### WHAT THE TASK REQUIRES
How does the data below read from its first line through the line containing "Target: white nissan versa"? Print those lines exactly.

### THE DATA
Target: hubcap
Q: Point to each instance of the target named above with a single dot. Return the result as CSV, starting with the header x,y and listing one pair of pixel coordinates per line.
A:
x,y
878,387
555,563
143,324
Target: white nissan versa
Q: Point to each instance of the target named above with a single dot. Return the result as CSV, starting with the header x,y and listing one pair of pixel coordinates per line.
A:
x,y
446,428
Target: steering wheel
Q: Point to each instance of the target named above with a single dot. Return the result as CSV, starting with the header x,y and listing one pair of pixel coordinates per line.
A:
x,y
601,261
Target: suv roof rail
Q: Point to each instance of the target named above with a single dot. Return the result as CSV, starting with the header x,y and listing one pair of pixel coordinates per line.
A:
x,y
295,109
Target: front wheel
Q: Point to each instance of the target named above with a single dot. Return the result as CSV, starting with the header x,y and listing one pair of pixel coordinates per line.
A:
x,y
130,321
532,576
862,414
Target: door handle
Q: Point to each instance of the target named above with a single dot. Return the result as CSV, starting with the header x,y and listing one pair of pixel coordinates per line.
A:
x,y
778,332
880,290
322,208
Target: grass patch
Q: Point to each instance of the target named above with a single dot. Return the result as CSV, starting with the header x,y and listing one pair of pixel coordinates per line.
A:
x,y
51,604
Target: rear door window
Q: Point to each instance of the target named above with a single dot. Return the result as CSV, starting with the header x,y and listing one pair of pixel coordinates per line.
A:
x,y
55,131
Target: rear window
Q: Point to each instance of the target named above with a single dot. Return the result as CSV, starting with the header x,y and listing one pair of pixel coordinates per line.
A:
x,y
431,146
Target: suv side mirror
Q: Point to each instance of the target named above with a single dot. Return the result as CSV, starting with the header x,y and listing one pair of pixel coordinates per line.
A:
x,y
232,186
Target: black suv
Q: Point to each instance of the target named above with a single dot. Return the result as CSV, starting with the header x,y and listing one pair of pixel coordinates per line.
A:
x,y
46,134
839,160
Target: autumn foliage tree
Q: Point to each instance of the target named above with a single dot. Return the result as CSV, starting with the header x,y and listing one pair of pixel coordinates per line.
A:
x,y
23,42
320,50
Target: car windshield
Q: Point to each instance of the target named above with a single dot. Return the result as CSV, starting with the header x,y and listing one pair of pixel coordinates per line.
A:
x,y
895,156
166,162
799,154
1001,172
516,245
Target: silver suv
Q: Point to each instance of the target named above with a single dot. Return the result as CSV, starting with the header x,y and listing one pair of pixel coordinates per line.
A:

### WRITTEN SOLUTION
Target: hubcap
Q: Point to each instance of the target named above with a single dot. Return the result as CSV, starting with the header x,y and listing one pair of pixel coordinates per line.
A:
x,y
878,387
555,563
143,324
Target: white nissan versa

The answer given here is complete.